• _Exercise objective_
For each line of the listing that contains "yellow", make a copy and return it.
[[ Provided records open ]]
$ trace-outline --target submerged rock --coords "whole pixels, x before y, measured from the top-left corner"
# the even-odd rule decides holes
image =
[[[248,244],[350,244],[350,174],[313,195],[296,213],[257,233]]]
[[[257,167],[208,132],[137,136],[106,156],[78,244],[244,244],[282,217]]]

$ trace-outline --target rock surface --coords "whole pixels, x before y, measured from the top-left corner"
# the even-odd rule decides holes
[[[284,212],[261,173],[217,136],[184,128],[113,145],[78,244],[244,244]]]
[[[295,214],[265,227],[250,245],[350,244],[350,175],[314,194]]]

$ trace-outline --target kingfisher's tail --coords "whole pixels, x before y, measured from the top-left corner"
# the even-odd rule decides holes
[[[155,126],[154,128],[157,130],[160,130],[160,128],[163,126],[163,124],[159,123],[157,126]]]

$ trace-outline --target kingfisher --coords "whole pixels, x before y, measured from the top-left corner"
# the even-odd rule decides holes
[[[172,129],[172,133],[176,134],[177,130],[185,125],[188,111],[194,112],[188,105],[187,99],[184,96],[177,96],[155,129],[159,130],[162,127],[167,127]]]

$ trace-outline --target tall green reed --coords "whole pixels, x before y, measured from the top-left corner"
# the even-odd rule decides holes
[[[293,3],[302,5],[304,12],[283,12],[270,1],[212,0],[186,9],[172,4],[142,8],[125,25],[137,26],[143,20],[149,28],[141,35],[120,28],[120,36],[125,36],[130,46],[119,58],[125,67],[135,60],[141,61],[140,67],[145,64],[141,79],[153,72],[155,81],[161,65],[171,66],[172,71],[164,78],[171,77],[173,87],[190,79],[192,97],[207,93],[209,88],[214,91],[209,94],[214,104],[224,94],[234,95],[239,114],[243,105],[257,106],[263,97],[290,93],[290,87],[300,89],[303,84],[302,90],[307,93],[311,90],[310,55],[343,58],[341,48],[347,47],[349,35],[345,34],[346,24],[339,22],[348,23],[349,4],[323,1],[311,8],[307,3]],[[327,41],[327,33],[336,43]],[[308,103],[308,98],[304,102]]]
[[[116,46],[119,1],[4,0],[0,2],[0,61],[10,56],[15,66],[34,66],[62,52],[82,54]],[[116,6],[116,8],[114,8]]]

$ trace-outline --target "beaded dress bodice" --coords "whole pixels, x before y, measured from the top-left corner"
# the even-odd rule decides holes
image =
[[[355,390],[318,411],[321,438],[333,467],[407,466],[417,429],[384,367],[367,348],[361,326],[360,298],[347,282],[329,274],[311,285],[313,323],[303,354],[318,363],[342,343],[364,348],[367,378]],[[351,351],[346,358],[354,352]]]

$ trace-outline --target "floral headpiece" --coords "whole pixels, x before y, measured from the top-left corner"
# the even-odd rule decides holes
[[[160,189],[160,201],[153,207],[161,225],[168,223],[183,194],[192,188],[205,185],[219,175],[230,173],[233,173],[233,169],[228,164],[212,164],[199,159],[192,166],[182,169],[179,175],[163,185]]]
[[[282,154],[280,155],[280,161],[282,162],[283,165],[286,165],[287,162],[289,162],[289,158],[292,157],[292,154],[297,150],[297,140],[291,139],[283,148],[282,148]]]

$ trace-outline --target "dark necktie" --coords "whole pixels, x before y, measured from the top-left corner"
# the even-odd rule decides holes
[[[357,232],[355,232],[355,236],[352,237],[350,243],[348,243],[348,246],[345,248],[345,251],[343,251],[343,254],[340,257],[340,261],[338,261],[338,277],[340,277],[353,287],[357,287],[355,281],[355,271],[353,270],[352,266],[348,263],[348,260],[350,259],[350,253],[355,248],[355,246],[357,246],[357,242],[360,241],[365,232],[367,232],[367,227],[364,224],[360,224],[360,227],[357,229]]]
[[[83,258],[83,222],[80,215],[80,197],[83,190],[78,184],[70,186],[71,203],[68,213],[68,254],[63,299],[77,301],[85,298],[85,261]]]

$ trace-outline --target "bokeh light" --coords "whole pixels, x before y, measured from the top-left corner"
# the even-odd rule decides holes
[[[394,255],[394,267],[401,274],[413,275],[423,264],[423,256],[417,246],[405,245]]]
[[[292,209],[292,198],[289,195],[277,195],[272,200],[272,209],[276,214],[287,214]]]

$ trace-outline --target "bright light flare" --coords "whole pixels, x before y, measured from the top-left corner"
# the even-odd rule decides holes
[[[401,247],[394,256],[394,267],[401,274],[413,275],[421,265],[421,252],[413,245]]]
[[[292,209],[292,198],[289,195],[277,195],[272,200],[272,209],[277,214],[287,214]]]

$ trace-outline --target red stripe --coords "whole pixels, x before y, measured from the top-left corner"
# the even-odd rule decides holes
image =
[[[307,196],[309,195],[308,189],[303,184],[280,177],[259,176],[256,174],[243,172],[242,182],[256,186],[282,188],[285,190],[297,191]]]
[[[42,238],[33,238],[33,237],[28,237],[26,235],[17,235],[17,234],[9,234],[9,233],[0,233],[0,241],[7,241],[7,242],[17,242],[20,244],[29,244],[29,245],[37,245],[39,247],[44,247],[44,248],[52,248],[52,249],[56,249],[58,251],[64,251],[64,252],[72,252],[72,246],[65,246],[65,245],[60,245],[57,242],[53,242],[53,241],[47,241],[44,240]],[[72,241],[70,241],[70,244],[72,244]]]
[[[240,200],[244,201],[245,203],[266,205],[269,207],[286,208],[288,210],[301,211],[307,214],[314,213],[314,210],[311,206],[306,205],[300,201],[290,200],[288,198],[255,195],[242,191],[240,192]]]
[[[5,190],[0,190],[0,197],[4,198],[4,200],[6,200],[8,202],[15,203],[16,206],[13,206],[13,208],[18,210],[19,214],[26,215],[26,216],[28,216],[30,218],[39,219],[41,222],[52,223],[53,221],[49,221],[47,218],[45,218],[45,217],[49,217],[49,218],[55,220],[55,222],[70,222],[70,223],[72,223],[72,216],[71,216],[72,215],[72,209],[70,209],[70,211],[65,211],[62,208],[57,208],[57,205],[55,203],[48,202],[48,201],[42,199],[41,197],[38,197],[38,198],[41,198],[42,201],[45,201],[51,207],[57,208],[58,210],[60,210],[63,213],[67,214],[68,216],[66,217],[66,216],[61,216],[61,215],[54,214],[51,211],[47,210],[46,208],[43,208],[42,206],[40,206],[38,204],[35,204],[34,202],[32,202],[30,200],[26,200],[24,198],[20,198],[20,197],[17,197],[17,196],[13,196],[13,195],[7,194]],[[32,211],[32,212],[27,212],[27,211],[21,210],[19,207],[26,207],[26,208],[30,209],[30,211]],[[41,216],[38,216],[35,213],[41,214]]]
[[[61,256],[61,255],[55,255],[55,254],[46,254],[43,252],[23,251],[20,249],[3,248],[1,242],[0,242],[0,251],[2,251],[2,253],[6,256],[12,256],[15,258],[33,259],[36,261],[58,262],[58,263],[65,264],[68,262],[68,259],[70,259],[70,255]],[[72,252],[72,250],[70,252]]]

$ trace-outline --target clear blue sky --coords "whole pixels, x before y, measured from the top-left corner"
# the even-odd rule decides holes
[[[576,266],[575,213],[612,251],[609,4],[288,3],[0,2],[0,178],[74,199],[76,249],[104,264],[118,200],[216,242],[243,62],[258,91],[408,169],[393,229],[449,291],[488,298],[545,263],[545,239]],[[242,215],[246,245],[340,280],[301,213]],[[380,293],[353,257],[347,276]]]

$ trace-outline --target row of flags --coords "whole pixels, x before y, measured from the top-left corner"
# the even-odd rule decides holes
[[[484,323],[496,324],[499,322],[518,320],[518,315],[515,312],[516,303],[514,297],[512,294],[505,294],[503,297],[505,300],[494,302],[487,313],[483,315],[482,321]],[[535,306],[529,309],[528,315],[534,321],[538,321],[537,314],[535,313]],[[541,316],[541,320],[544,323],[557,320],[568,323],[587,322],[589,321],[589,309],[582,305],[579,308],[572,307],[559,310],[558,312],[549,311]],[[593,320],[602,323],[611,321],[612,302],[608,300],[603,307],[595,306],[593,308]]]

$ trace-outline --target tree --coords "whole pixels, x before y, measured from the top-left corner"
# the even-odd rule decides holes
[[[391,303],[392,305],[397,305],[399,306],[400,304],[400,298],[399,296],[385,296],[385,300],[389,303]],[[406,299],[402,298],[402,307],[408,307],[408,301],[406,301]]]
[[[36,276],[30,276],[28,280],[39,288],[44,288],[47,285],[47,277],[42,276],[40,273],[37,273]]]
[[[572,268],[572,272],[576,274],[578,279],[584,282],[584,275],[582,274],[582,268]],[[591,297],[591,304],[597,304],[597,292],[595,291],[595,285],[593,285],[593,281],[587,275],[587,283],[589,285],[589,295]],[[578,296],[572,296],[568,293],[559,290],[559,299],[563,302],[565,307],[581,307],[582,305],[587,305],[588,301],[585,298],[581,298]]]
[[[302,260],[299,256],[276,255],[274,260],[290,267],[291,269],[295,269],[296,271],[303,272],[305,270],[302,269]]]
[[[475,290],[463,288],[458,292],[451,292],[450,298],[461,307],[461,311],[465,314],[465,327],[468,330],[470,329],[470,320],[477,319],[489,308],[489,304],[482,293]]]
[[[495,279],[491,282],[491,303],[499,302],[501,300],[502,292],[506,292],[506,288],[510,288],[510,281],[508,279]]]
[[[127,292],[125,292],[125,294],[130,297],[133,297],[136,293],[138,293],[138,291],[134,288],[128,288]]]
[[ Provided records closed ]]
[[ Provided records open ]]
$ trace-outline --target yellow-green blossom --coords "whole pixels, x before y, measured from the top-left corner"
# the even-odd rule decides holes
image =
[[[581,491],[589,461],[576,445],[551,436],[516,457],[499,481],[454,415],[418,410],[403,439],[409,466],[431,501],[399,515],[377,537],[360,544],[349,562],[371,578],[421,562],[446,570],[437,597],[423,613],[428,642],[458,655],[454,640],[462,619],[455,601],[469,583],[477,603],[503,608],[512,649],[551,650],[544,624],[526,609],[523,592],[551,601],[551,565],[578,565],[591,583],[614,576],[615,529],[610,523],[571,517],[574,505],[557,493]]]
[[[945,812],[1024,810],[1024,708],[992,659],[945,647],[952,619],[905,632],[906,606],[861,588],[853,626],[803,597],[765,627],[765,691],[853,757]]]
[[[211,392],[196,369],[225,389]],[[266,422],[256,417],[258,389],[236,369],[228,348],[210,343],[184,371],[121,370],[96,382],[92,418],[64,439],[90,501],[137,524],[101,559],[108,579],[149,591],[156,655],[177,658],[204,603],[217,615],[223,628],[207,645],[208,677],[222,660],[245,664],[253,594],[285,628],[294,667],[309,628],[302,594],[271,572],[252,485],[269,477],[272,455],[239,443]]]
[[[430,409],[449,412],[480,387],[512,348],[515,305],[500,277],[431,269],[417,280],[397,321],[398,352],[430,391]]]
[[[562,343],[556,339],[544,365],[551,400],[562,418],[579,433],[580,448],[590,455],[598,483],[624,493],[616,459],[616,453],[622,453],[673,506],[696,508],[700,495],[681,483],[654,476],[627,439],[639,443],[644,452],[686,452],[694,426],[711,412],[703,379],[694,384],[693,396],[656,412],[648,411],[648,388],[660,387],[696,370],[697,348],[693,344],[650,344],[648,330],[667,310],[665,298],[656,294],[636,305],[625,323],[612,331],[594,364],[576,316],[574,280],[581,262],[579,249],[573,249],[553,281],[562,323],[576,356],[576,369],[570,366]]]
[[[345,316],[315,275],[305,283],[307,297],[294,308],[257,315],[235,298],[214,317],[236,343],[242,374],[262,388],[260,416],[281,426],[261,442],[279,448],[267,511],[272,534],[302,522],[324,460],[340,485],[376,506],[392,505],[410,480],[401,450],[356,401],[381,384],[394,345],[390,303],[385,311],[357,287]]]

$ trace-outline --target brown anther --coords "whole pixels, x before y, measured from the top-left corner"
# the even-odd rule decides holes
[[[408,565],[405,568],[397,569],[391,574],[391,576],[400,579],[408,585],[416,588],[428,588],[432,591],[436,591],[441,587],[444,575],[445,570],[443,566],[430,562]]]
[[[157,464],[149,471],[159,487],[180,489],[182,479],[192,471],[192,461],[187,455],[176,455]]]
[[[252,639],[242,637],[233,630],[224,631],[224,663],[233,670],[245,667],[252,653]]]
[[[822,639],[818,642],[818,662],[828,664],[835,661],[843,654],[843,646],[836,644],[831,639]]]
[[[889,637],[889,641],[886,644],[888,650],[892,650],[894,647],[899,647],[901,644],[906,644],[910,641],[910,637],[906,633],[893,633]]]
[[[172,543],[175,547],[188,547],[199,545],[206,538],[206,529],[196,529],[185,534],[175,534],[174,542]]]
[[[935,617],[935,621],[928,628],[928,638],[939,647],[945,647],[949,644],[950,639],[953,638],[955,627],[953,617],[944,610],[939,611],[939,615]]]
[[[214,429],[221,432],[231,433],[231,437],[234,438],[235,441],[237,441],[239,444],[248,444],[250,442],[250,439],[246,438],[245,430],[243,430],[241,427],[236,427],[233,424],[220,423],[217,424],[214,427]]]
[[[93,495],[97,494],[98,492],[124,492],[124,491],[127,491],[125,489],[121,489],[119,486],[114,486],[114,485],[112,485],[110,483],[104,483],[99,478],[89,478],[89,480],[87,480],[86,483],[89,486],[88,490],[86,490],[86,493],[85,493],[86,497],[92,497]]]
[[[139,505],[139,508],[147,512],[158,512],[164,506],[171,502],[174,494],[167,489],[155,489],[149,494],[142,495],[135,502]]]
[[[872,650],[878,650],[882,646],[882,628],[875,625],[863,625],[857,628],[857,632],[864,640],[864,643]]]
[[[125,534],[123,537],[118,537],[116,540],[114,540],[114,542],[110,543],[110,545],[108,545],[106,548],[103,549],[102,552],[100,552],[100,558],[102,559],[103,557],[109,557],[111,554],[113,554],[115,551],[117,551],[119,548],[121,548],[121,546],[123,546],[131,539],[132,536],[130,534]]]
[[ Provided records closed ]]
[[ Provided records open ]]
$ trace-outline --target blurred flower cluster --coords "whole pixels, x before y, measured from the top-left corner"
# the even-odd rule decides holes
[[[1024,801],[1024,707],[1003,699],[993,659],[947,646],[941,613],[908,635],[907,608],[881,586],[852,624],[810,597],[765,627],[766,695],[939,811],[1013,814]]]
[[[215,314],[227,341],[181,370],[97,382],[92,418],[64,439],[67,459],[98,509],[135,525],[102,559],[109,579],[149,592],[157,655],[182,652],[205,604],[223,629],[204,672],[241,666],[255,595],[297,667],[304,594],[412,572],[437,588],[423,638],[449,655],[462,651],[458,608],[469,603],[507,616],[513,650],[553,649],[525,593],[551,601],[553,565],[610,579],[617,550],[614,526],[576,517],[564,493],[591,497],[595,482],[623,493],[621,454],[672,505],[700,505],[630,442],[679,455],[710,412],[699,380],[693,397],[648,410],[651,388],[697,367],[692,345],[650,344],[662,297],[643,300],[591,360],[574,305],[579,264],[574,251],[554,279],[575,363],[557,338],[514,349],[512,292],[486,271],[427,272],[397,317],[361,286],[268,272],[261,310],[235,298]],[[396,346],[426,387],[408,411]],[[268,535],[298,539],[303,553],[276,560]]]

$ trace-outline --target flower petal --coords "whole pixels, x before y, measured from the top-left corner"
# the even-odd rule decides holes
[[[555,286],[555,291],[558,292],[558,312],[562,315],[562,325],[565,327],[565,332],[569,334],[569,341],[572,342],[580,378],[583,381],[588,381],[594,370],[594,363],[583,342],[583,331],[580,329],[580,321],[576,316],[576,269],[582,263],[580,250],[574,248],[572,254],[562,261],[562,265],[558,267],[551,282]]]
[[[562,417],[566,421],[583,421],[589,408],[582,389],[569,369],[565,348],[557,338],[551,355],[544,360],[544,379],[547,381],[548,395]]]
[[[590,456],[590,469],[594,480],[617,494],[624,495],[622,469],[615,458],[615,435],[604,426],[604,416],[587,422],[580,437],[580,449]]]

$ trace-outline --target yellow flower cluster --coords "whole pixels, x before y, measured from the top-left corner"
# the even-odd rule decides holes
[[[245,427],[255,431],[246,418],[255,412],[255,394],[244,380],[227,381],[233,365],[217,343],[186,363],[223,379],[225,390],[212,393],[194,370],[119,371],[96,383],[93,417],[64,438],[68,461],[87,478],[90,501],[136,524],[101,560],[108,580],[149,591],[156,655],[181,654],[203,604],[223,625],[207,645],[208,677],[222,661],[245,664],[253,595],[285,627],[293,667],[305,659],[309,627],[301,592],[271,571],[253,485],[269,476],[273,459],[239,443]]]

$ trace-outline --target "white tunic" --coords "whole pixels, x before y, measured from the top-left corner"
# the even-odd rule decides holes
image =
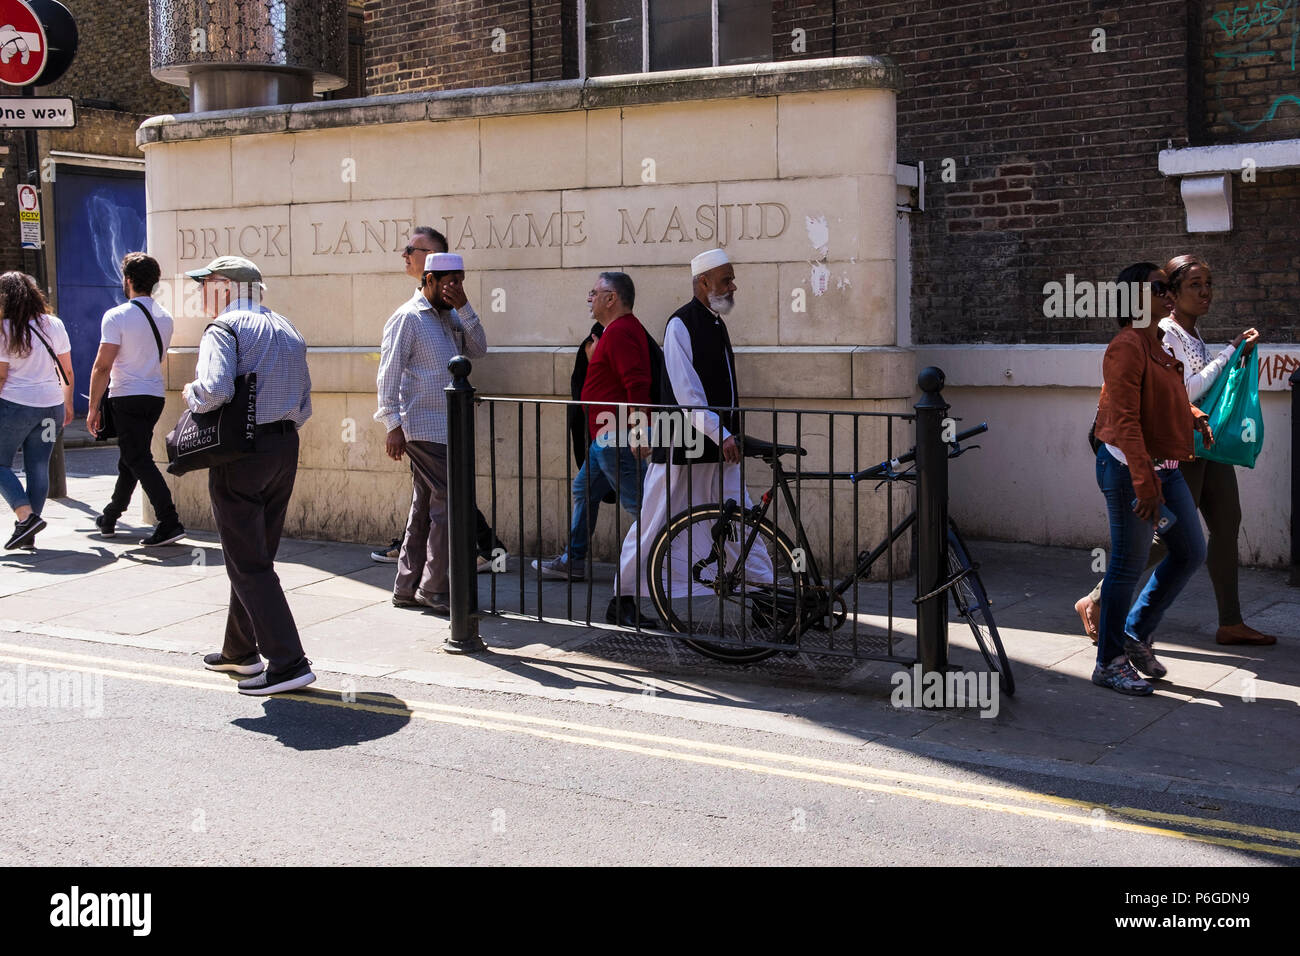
[[ Provided records closed ]]
• _Solution for this task_
$ trace-outline --target yellow-green blossom --coords "whole pixels, x before y, measured from the top-left corner"
$ trace-outline --target yellow flower cluster --coords "whole pixels, x before y, measured from the top-left corner"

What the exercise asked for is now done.